## DESCRIPTION OF THE TASK
Output all of the material once more, so that every line matches the original exactly.

## TASK INPUTS

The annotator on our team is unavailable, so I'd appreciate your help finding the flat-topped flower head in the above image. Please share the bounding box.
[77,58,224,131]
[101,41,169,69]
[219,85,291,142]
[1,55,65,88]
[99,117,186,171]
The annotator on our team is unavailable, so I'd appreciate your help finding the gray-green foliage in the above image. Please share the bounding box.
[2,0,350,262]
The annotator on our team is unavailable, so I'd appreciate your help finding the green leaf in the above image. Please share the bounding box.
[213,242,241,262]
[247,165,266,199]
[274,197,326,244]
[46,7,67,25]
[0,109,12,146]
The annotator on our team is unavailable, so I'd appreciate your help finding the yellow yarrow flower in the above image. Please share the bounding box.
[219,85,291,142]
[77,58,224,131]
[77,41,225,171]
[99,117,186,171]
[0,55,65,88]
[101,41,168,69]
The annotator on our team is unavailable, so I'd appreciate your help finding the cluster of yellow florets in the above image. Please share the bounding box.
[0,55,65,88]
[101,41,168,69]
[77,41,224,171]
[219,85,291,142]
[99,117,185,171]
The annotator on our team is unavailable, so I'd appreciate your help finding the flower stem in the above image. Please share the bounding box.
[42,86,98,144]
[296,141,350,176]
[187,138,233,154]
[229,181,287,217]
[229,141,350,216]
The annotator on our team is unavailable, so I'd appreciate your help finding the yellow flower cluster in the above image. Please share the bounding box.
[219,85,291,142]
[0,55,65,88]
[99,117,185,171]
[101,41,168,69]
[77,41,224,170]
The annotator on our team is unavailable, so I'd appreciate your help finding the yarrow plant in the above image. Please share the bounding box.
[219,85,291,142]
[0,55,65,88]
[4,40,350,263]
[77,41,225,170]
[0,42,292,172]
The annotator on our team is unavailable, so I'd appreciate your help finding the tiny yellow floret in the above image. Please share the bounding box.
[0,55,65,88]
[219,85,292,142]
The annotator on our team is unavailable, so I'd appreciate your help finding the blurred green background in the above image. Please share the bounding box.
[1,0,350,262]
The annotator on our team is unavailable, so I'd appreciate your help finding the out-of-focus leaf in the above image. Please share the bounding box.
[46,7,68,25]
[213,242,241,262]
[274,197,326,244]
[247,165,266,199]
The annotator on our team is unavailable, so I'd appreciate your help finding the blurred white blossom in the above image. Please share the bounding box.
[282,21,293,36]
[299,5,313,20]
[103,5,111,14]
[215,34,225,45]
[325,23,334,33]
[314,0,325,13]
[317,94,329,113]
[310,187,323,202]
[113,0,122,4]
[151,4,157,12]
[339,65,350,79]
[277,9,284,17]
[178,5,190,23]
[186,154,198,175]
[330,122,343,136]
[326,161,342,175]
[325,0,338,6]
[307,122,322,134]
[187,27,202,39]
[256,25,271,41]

## RESPONSE BOX
The annotator on our team is unavailable, so I'd appreciate your help finding the flat-topped flower head in the above image. Please share the bounding box.
[77,58,224,131]
[101,41,169,69]
[219,85,291,142]
[1,55,65,88]
[99,117,186,171]
The annotator on our team is unavailable, so I'd appreciate your help finding the gray-green foliage in the above image. Please share the bounding box.
[2,0,350,262]
The annotator on our team is unavailable, so I'd appreciate your help finding the green leaf in the above image. Please share the bounding box.
[213,242,241,262]
[247,165,266,199]
[274,197,326,244]
[46,7,67,25]
[0,109,12,146]
The annotator on our team is unavailable, so I'd appreciate your help finding the yellow yarrow flower in the above image. Please share the bounding box.
[219,85,291,142]
[77,58,224,131]
[77,41,225,171]
[99,117,186,171]
[0,55,65,88]
[101,41,168,69]
The annotator on our team is unavailable, so I'd appreciate your help finding the cluster of yellow florets in the above image. Please share the bounding box.
[0,55,65,88]
[101,41,168,69]
[77,41,224,171]
[219,85,291,142]
[99,117,185,171]
The annotator on our team is unavailable, so I'd appreciate your help finding the flower stem in the above image. Please share the bounding box.
[42,86,98,144]
[296,141,350,176]
[187,138,233,154]
[229,181,287,217]
[229,141,350,216]
The annotator on our team is unavailable, so I'd appreciate your help finding the yellow flower cluster in the above image. Please share the bounding box.
[219,85,291,142]
[0,55,65,88]
[99,117,185,171]
[101,41,168,69]
[77,41,224,170]
The annotator on our team is unavailable, so I'd appreciate your help finding the yarrow plant in the above image. Please share the bounding box.
[219,85,291,142]
[0,55,65,88]
[4,40,350,263]
[77,41,225,170]
[0,42,292,172]
The annotator on our team is unavailable, so I'd appreciate your help finding the tiny yellow floret in the above image. Please share the bounding box.
[0,55,65,88]
[219,85,292,142]
The annotator on our team is unavailable, so I'd appreciate your help finding the blurred green background in the above image. Please share the bounding box.
[1,0,350,262]
The annotator on our team is unavailable, so I'd appreciate your help finding the out-of-focus leaf in the above image. Please share the bounding box.
[46,7,68,25]
[213,242,241,262]
[274,197,326,244]
[247,165,266,199]
The annotator on our team is unavailable, so I'd appreciate your help finding the blurred white blossom in the above image. Please share the bounding box.
[282,21,293,36]
[299,5,313,20]
[103,5,111,14]
[215,34,225,45]
[325,23,334,33]
[314,0,325,13]
[317,94,329,113]
[310,187,323,202]
[113,0,122,4]
[151,4,157,12]
[339,65,350,79]
[277,9,284,17]
[178,5,190,23]
[186,154,198,175]
[330,122,343,136]
[326,161,342,175]
[325,0,338,6]
[307,122,322,134]
[187,27,202,39]
[256,25,271,41]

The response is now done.